#### What is being asked:
Would you restate, exactly as they appear, the lines from the one containing "query: the noun phrase to segment: dental" through the end of the data below?

[Polygon annotations for photos]
>> Begin
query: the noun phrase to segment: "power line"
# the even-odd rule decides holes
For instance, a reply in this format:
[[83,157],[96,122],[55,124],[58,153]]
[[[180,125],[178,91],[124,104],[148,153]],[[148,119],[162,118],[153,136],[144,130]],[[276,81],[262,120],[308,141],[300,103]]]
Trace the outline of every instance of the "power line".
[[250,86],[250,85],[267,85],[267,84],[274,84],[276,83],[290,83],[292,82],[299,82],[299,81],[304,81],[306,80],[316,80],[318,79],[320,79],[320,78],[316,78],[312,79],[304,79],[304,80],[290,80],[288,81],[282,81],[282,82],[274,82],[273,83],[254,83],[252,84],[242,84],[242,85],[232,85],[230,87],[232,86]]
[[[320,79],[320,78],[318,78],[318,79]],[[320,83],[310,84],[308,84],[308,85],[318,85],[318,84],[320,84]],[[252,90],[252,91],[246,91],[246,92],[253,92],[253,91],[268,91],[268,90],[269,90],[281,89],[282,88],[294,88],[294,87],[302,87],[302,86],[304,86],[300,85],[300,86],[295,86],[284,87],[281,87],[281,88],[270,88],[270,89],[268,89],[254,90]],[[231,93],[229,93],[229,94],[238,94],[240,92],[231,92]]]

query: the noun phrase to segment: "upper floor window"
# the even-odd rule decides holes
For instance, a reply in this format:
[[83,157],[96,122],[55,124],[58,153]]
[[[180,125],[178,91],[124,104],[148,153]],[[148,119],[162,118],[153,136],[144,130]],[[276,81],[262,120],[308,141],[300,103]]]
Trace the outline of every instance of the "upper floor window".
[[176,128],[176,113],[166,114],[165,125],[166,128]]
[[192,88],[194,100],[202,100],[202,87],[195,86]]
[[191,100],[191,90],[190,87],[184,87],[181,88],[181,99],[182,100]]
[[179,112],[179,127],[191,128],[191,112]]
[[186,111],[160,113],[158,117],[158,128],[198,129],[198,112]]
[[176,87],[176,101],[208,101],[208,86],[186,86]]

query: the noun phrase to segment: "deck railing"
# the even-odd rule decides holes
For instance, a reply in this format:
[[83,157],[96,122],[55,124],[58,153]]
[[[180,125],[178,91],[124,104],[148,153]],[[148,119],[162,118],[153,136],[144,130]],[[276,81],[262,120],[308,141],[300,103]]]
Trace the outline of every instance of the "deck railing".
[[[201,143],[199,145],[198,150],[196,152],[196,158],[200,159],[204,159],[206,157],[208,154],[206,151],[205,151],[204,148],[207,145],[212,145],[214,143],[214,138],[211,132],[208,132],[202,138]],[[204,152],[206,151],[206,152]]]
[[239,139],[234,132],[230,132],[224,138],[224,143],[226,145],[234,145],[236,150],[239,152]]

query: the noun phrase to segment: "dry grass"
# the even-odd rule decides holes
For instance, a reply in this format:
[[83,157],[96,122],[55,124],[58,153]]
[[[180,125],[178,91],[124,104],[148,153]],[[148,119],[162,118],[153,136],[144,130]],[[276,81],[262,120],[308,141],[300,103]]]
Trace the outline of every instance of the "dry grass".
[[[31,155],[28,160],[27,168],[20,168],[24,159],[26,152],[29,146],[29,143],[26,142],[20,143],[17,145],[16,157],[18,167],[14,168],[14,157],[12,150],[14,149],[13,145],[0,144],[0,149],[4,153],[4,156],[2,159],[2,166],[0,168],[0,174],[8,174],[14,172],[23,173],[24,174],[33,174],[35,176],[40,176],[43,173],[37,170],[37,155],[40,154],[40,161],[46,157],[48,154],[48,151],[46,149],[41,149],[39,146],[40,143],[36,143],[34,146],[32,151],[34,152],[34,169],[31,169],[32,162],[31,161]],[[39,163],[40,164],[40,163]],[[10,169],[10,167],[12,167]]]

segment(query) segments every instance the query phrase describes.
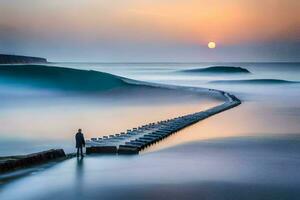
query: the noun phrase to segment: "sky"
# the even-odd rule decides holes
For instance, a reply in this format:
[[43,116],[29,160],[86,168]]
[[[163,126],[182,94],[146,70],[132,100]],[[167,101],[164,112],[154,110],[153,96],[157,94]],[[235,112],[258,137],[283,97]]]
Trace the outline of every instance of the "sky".
[[300,61],[299,10],[299,0],[0,0],[0,53],[69,62]]

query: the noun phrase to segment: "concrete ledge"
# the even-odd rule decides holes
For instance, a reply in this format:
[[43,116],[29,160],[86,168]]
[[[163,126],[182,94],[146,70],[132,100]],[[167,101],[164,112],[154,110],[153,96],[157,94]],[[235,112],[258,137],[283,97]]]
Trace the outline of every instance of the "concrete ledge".
[[58,158],[66,158],[63,149],[50,149],[29,155],[2,157],[0,158],[0,173],[46,163]]
[[86,154],[116,154],[117,147],[116,146],[92,146],[86,148]]

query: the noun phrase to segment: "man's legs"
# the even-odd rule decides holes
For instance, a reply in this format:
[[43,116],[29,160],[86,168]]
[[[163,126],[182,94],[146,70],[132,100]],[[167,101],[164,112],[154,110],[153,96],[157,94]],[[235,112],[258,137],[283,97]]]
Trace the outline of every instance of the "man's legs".
[[80,155],[83,157],[82,147],[80,147]]

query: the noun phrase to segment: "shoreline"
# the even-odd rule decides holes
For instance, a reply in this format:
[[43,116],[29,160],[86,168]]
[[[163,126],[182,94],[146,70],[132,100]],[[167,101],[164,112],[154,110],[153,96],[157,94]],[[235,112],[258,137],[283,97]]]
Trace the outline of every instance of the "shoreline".
[[[128,79],[128,80],[130,80],[130,79]],[[133,84],[136,84],[136,85],[143,84],[143,83],[140,83],[138,81],[136,81],[136,82],[132,81],[132,82],[133,82]],[[241,104],[241,101],[237,97],[235,97],[234,95],[229,94],[227,92],[220,91],[220,90],[206,89],[206,88],[204,89],[204,88],[184,87],[184,86],[162,85],[162,84],[155,84],[155,83],[153,83],[153,84],[152,83],[146,83],[146,85],[151,85],[151,86],[156,86],[156,87],[164,87],[164,88],[168,88],[168,89],[182,89],[182,90],[188,90],[188,91],[192,90],[194,92],[196,92],[196,91],[198,91],[198,92],[203,92],[203,91],[207,92],[207,91],[209,91],[209,92],[214,92],[214,93],[217,93],[217,94],[221,94],[225,98],[225,102],[218,105],[218,106],[215,106],[215,107],[210,108],[210,109],[205,110],[205,111],[194,113],[194,115],[197,115],[198,118],[194,119],[194,121],[191,124],[196,123],[196,122],[198,122],[200,120],[203,120],[207,117],[210,117],[212,115],[218,114],[218,113],[223,112],[223,111],[226,111],[228,109],[231,109],[231,108],[236,107],[236,106]],[[190,115],[186,115],[186,116],[190,116]],[[178,117],[178,118],[183,118],[183,117],[186,117],[186,116],[181,116],[181,117]],[[178,119],[178,118],[175,118],[175,119]],[[189,126],[191,124],[186,124],[183,127],[177,127],[177,129],[172,131],[172,133],[175,133],[178,130],[181,130],[181,129],[183,129],[186,126]],[[172,133],[170,133],[170,134],[172,134]],[[168,136],[168,135],[166,135],[166,136]],[[147,141],[146,144],[144,144],[143,146],[146,147],[147,145],[151,145],[153,142],[158,142],[160,139],[163,139],[166,136],[163,136],[163,137],[161,136],[160,138],[153,138],[152,141]],[[109,137],[107,137],[107,138],[109,138]],[[95,141],[89,141],[88,143],[95,144]],[[93,145],[91,145],[91,146],[93,146]],[[137,151],[137,149],[132,149],[131,147],[128,148],[128,146],[123,146],[123,150],[121,150],[121,151],[124,154],[128,154],[128,153],[132,154],[132,153],[139,152],[139,150]],[[93,150],[92,151],[88,150],[88,148],[89,147],[87,147],[87,152],[88,153],[93,153]],[[63,151],[63,154],[64,154],[64,156],[62,156],[63,160],[71,158],[71,157],[74,156],[74,154],[65,154],[64,150],[63,149],[61,149],[61,150]],[[98,152],[98,153],[111,153],[111,150],[113,151],[113,153],[118,152],[118,150],[114,147],[112,149],[111,149],[111,147],[109,147],[108,151],[107,151],[107,147],[104,147],[104,152],[102,152],[102,150],[100,150],[100,152],[99,152],[99,148],[98,149],[96,148],[96,152]],[[51,151],[51,150],[49,150],[49,151]],[[53,160],[57,159],[55,156],[50,156],[50,159],[41,159],[42,156],[38,156],[35,159],[31,159],[31,161],[33,161],[33,162],[31,162],[31,161],[24,162],[24,158],[30,157],[31,155],[40,154],[40,153],[43,154],[43,152],[39,152],[39,153],[33,153],[33,154],[28,154],[28,155],[22,155],[22,156],[5,156],[5,157],[1,157],[0,158],[0,161],[1,161],[0,162],[0,173],[13,172],[13,171],[17,171],[19,169],[24,169],[24,168],[27,168],[27,167],[40,165],[40,164],[45,164],[49,161],[53,161]],[[14,162],[12,162],[12,159],[14,160]],[[16,160],[17,160],[17,162],[16,162]],[[30,160],[30,159],[27,158],[27,161],[28,160]],[[15,163],[15,164],[11,164],[11,163]]]

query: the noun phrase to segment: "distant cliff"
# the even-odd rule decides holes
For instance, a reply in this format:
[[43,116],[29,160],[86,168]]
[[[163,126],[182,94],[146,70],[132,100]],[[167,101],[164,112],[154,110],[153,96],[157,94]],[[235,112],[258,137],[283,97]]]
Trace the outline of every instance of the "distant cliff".
[[0,54],[0,64],[47,63],[46,58]]

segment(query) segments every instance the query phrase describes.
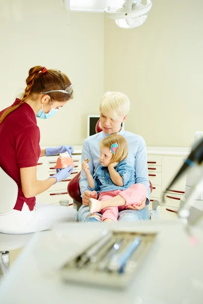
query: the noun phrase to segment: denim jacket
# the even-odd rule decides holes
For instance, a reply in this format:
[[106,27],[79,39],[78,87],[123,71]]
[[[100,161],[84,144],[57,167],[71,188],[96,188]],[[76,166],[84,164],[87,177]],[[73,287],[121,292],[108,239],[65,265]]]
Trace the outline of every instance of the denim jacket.
[[114,168],[123,179],[123,186],[117,186],[111,180],[108,167],[99,166],[95,171],[93,178],[94,180],[94,188],[88,187],[92,191],[95,190],[97,193],[113,190],[125,190],[136,183],[134,169],[130,163],[123,160],[120,162]]

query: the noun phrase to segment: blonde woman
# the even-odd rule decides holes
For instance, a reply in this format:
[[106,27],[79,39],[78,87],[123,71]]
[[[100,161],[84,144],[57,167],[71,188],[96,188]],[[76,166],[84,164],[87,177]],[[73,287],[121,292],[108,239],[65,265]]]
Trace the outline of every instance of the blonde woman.
[[[130,108],[130,102],[127,97],[119,92],[108,92],[105,94],[99,106],[100,125],[103,131],[88,137],[84,142],[82,152],[82,162],[89,159],[88,166],[91,175],[93,175],[100,165],[99,161],[99,143],[111,134],[121,135],[128,143],[128,154],[126,161],[133,168],[134,183],[143,184],[146,188],[146,197],[127,209],[119,211],[119,221],[133,221],[149,219],[147,205],[149,203],[150,188],[148,179],[147,162],[147,150],[145,140],[140,135],[125,131],[121,125],[125,121]],[[83,200],[83,205],[78,213],[80,221],[100,221],[100,212],[91,213],[89,211],[90,199],[97,199],[95,191],[91,191],[88,186],[86,174],[81,171],[80,187]],[[115,197],[115,200],[120,196]]]
[[104,221],[117,221],[119,211],[127,209],[128,205],[139,204],[147,196],[145,186],[135,183],[134,168],[125,160],[127,146],[122,135],[112,135],[101,140],[101,165],[93,176],[88,162],[82,163],[90,189],[98,193],[98,200],[90,199],[89,211],[91,213],[101,211]]

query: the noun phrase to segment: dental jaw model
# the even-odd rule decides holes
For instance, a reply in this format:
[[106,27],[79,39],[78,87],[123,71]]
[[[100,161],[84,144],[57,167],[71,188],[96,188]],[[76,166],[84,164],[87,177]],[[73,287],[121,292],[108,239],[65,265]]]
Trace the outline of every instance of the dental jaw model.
>> End
#### Solution to this problem:
query: the noun phrase to segment: dental jaw model
# the even-odd rule decides holes
For instance, a reply in this format:
[[106,27],[79,39],[78,87],[123,71]]
[[[100,161],[84,144],[57,167],[71,188],[96,188]],[[76,166],[84,164],[87,177]],[[73,287],[121,292],[108,239],[65,265]]]
Trace the outline of every instance of the dental jaw model.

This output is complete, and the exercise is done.